## The task
Please locate each line in the records below that contains the word "green" and copy those lines out.

-- START OF Task input --

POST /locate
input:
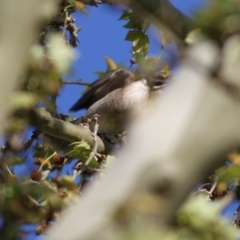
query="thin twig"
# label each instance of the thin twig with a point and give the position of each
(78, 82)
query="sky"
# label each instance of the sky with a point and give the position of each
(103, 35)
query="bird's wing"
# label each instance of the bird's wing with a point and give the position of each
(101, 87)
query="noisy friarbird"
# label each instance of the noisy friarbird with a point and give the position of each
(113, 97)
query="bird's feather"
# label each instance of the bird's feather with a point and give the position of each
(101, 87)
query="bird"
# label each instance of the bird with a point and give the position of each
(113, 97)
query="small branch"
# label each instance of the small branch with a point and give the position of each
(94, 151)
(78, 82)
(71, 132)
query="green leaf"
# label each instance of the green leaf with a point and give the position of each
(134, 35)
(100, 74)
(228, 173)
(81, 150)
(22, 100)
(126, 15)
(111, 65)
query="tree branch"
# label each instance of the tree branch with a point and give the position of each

-- END OF Task input --
-- START OF Task input --

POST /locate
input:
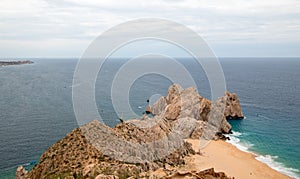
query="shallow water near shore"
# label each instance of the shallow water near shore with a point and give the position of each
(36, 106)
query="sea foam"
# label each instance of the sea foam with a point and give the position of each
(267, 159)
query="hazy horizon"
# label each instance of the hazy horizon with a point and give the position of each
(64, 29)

-- END OF Task input --
-- START OF Task input --

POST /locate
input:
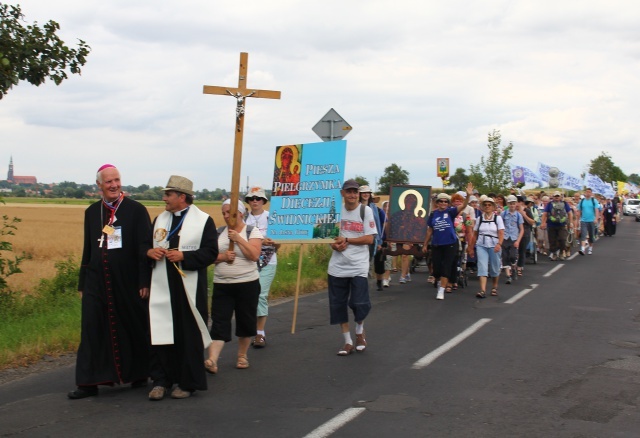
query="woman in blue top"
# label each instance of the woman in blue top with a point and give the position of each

-- END OF Task input --

## Reply
query="green leaf"
# label each instance of the green leaf with a point and give the position of each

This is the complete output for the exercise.